Answer these from the food reference piece below, one line each:
(a) Whose book did Kurt recently praise?
(b) How did the writer first learn about The Cook's Thesaurus?
(c) In what year did Lori Alden create the site?

Supplied passage >>
......

Those of us who work with food rely on a variety of reference tools. There’s a plethora of wonderful books to learn about culinary history, how to use ingredients, and smart substitutions. I love Food Lover’s Companion, for example, and Kurt recently sang the praises of Waverly Root’s classic Food: An Authoritative Visual History and Dictionary of the Foods of the World. Both deserve a place on your cookbook shelf.
Truth is, though, if you want to learn more about how to use an ingredient or find a substitution, you’ll probably start with the Internet. My first stop is The Cook’s Thesaurus, a site I learned about a few years ago from a colleague. It has a homey, unfussy design, a vast range of reliable food information, and great navigation. I’ve consulted it on my iPhone while at the farmers’ market and when I needed to make substitutions on the fly in a busy pastry kitchen. It’s rare that I don’t find what I seek in The Cook’s Thesaurus, and every time, I’m impressed anew by the site’s breadth and depth.
It’s also a remarkable labor of love. Founder Lori Alden created the site 1995, back in the early days of the Internet, as way to practice her HTML skills. An economist who spent 20 years teaching in the California State University system, Alden is also an adventuresome cook. She worked in kitchens as a student and did a short stint as a short-order cook, but it was during her time as a Peace Corps volunteer in West Africa that she became a pro at substituting one food for another. “We had to improvise all the time with limited ingredients,” she says.

......

Stored data >>
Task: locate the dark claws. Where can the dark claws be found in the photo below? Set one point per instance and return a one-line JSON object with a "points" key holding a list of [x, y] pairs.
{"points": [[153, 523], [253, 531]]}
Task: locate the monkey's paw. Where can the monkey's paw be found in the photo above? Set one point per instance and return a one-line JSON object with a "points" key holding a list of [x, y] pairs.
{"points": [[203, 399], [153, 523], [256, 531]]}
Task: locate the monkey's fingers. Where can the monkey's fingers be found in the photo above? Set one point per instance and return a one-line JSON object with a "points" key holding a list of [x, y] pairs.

......

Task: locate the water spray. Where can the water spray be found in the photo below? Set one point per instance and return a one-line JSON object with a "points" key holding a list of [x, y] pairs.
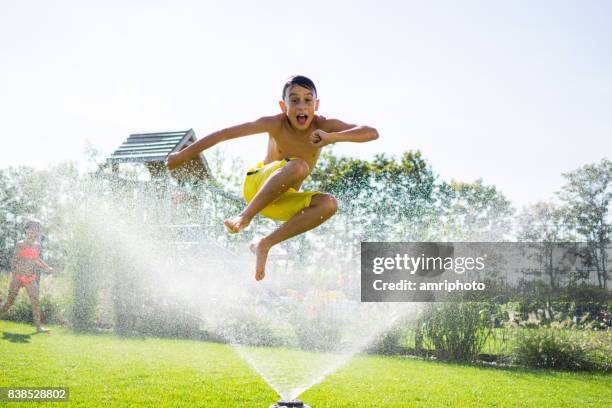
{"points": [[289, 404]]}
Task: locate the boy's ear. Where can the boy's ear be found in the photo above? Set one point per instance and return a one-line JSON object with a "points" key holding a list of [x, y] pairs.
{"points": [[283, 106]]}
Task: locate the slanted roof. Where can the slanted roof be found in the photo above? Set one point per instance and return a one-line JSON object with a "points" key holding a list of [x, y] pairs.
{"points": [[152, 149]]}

......

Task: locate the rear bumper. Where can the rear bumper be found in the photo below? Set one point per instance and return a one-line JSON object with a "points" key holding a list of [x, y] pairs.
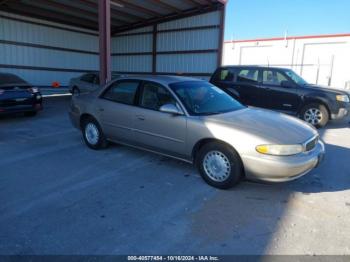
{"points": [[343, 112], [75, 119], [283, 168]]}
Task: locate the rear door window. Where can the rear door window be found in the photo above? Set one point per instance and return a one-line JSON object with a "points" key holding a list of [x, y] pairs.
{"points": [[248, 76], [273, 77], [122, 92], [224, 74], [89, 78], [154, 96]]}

......

Output of the task >>
(a) Waverly Root's: Food: An Authoritative Visual History and Dictionary of the Foods of the World.
(b) From a colleague, a few years ago.
(c) 1995.